## Textauszug
Tauglich sind die allemale, denn die Shadereinheiten sind frei programmierbar, von denen die Ati´s ja mehr als genug haben. Sie wären Shaderlastig sogar vor jeder Nvidianer...

Nur AMD wollte aus irgend einen Grund nicht mit auf den Zug aufspringen...

Die wollten irgendwie HavokFX voranbringen.


----------



## Sunjy (17. August 2009)

bringt ihnen auch nixmehr wenn alle ne nvidia haben weil die pyhsx effekte immer besser werden.



Wenn da nich bald was kommt hab ich bald auch ne nvidia obwohl ich niemehr eine haben wollte.


Gruß Sunjy


----------



## Fate T.H (17. August 2009)

Sunjy schrieb:


> bringt ihnen auch nixmehr wenn alle ne nvidia haben weil die pyhsx effekte immer besser werden....



Das wird wohl kaum passieren denn es hat nicht jeder das verlangen nach diesem bischen Effecktphysik.
Das ist nur ein Grund von meheren ergo kann AMD sich zeit lassen und auf kommende sachen warten wie DX11 oder OpenCL wo es einen gemeinsamen Standard gibt.


----------



## Flenor Eldar (17. August 2009)

also physx bei ATI DX10 karten? wo gibt es so was?? Bei ATI heisst das teil für die pHysik berechnung ander, kann dir aber grad ned sagen wie...


----------



## Fate T.H (17. August 2009)

Es war mal ein angebot seitens Nvidia das ATI PhysX nutzen kann laut Gerüchten zufolge hätte ATI
teile des Treibers sowie der Architekture offen legen müssen. Es versuchten auch irgendwelche Hobbyprogrammierer
PhysX auf ATI Karten zum laufen zu kriegen.

ATI hat momentan kein gegenstück zu PhysX das was du meinst nennt sich bei Nvidia CUDA und bei ATI Stream
was aber beides nur Programmierschnittstellen bzw. Sprachen sind um auf die Grafikkarte zugreifen zu können.

## Aufgabe A
Gib aus dem Textauszug zu PhysX einen Abschnitt wörtlich wieder: Beginne bei den Worten „Das wird wohl“ und höre nach „Eldar (17. August 2009)“ auf.

## Vorliegendes Material
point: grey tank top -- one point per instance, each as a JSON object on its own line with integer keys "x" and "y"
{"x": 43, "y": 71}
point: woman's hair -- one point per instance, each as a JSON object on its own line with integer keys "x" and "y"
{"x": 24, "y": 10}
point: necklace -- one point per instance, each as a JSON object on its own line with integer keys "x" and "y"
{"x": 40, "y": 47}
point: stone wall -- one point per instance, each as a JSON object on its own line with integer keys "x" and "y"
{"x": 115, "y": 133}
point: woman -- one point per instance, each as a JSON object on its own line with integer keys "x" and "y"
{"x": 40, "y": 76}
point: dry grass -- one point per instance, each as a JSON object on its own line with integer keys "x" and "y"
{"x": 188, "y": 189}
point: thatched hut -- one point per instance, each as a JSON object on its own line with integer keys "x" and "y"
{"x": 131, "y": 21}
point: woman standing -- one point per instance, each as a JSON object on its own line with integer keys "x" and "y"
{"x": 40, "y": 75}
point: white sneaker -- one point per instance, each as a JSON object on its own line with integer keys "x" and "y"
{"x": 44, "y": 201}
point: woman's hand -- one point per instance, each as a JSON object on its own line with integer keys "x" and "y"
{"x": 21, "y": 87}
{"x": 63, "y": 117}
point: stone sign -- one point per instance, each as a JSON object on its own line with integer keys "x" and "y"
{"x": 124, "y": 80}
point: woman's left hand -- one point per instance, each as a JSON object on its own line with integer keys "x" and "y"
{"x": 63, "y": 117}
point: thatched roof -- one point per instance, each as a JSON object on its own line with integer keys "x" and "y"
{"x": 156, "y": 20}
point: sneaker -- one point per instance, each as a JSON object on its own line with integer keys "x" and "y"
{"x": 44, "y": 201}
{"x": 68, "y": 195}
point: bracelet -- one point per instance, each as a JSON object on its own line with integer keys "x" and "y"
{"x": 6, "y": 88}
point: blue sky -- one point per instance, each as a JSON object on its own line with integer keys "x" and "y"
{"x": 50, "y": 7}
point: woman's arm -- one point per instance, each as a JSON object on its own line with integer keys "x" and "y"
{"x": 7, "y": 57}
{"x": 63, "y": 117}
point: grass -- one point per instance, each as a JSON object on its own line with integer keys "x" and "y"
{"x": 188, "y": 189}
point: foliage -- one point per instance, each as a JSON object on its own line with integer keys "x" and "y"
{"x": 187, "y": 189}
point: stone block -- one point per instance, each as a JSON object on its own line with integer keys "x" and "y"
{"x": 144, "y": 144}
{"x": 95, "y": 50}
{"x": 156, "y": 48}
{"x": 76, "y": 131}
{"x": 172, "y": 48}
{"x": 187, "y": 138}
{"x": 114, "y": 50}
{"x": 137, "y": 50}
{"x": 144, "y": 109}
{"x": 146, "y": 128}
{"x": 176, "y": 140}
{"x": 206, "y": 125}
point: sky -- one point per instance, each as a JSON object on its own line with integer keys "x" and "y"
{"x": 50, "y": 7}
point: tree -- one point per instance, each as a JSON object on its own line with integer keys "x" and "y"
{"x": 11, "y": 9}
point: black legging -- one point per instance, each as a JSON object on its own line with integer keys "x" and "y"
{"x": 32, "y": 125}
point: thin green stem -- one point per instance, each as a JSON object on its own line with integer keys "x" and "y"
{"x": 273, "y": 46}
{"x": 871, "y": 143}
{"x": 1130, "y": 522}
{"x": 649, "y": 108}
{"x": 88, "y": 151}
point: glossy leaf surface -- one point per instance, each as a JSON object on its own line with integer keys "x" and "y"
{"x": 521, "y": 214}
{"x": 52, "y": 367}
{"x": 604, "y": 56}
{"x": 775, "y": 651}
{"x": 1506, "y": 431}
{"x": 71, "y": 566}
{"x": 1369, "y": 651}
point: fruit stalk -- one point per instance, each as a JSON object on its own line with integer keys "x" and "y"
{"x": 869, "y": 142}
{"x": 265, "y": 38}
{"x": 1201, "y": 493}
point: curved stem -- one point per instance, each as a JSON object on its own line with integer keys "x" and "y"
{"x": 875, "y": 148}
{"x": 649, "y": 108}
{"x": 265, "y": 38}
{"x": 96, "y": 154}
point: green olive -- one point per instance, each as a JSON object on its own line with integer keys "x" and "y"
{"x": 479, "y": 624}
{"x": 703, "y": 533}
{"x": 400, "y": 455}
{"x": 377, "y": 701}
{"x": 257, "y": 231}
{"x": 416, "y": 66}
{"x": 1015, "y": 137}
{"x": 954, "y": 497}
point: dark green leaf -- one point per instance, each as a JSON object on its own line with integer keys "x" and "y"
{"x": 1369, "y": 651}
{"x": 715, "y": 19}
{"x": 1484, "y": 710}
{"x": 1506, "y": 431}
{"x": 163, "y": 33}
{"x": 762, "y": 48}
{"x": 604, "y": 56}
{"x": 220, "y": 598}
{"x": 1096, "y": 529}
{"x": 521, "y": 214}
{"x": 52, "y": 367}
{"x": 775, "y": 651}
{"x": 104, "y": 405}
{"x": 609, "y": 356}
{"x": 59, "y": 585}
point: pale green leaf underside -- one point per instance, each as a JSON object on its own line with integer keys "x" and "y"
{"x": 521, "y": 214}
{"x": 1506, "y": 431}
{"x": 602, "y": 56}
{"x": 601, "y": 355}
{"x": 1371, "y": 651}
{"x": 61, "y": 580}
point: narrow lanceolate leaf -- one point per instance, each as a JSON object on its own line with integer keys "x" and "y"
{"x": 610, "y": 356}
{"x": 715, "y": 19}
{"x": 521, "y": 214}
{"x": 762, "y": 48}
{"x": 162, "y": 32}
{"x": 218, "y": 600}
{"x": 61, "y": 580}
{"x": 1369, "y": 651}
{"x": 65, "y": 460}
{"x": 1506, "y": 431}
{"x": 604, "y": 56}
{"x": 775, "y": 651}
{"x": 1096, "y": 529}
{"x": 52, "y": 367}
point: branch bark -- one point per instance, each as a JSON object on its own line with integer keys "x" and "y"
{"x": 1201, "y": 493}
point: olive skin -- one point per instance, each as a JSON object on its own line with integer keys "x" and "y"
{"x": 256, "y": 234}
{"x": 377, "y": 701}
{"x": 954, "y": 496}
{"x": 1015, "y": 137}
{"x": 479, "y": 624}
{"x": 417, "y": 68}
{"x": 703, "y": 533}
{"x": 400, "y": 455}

## Aufgabe B
Führe jede Zeile der Auflistung auf, in der die Zeichenfolge „stem“ vorkommt.

## Lösung A
Das wird wohl kaum passieren denn es hat nicht jeder das verlangen nach diesem bischen Effecktphysik.
Das ist nur ein Grund von meheren ergo kann AMD sich zeit lassen und auf kommende sachen warten wie DX11 oder OpenCL wo es einen gemeinsamen Standard gibt.


----------



## Flenor Eldar (17. August 2009)

## Lösung B
point: thin green stem -- one point per instance, each as a JSON object on its own line with integer keys "x" and "y"
point: curved stem -- one point per instance, each as a JSON object on its own line with integer keys "x" and "y"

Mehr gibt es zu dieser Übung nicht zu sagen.